# Текст для чтения
---+---
Есть и еще одна особенность, свойственная всем героям пушкинской трагедии без исключения, – глубокий историзм их характеров, достигнутый путем изучения летописей и других исторических документов. "Характер Пимена, – говорил Пушкин, – не есть мое изобретение. В нем собрал я черты, пленившие меня в старых летописях".
Историк М. П. Погодин, слушавший "Бориса Годунова" в авторском чтении, вспоминал: "Сцена летописателя с Григорием всех ошеломила. Мне показалось, что мой родной и любезный Нестор поднялся из могилы и говорит устами Пимена".
Таким образом, в "Борисе Годунове" Пушкин расстается со всеми эстетическими принципами, на которых держалась целостность классической трагедии. Но по своим художественным установкам Пушкин был созидателем. Он разрушал устаревшие традиции классицизма во имя созидания более емкой и совершенной драматургической системы. В чем ее своеобразие и характерные признаки?
Долгое время считалось, что Пушкин в своей трагедии сделал народ главным героем и творческой силой истории. Однако сам Пушкин видел цель трагедии в другом: "Что развивается в трагедии? какая цель ее? – спрашивал он и отвечал. – Человек и народ. Судьба человеческая, судьба народная". Вдумаемся в эти слова. "Человек и народ" – это, в сущности, весь охват действующих лиц в трагедии, а главная цель ее – судьба человека и судьба народа: общая, соединяющая всех судьба или закон судеб человеческих.
Когда внимательно читаешь "Бориса Годунова", трудно отделаться от ощущения, что, кроме видимых, действующих героев трагедии, есть в ней еще один герой, невидимый, не персонифицированный, но тоже действующий, постоянно дающий о себе знать. Причем этот невидимый герой как раз и является верховным арбитром, он-то и направляет действие в нужное ему русло и делает это неожиданно, непредсказуемо.
Несмотря на внешнюю пестроту сцен в трагедии, всех их объединяет единое действие, движущееся динамично и целенаправленно к парадоксальному итогу. Действия героев, принимающих участие в этом движении, не достигают ожидаемых ими результатов: Борис умирает побежденным, Самозванец на грани разоблачения, народ в очередной раз обманут.
---+---
# Перечень материалов
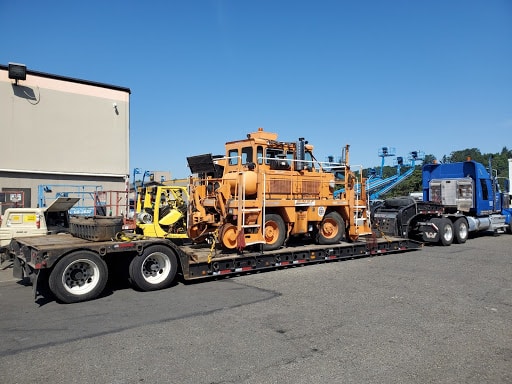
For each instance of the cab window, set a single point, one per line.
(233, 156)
---+---
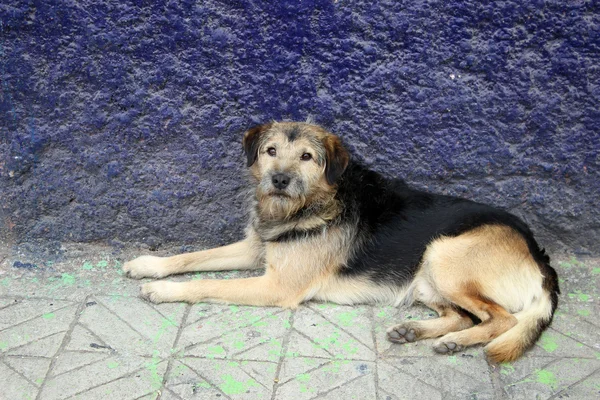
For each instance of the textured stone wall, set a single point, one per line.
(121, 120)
---+---
# Задание A
Сократите абзац текста о «Борисе Годунове», который начинается словами «Долгое время считалось». Сохраните его основные мысли.
# Задание B
Подхватите текст о пушкинской трагедии «Борис Годунов» после его последнего предложения и продолжите его.

# Ответ A
Долгое время считалось, что Пушкин сделал народ главным героем трагедии и творческой силой истории. Сам Пушкин видел цель трагедии иначе: в ней развиваются «человек и народ», то есть судьба человеческая и судьба народная. Эти слова охватывают всех действующих лиц. Главная же цель трагедии состоит в судьбе человека и судьбе народа, то есть в общей судьбе, соединяющей всех, или в законе судеб человеческих.

# Ответ B
Замечательно, что в этих неожиданностях проявляется не слепой рок, а какая-то очень справедливая высшая Сила. Каждому воздает она по его вере и по его деяниям. Примечательна кольцевая композиция трагедии, основанная на принципе зеркального отражения. Действие открывается разговором бояр Шуйского и Воротынского об убийстве ребенка, царевича Димитрия, рвущимся к власти Борисом Годуновым. А в финальной сцене совершается убийство юного сына Бориса Годунова Феодора. Грех детоубийства, совершенный Годуновым, вызывает ответную кару, равносильную содеянному греху.
Эта высшая Сила дважды приоткрывается людям, ослепленным мирскими грехами, в двух ключевых сценах трагедии: "Ночь. Келья в Чудовом монастыре" и "Площадь перед собором в Москве". Проводниками этой высшей Силы являются люди, отрешенные от мирских помыслов и не принимающие участия в событиях. Никаких корыстных интересов у них нет. Ничто в этом мире их не держит и не связывает. В меру их внутренней чистоты и бескорыстия им и открывается смысл Божьей правды, который сокрыт от других героев. В первой сцене это летописец-монах Пимен, во второй – блаженный юродивый Николка.
В устах Пимена звучит обвинение людям в их грехах и пророческое предсказание неминуемой расплаты:
О страшное, невиданное горе!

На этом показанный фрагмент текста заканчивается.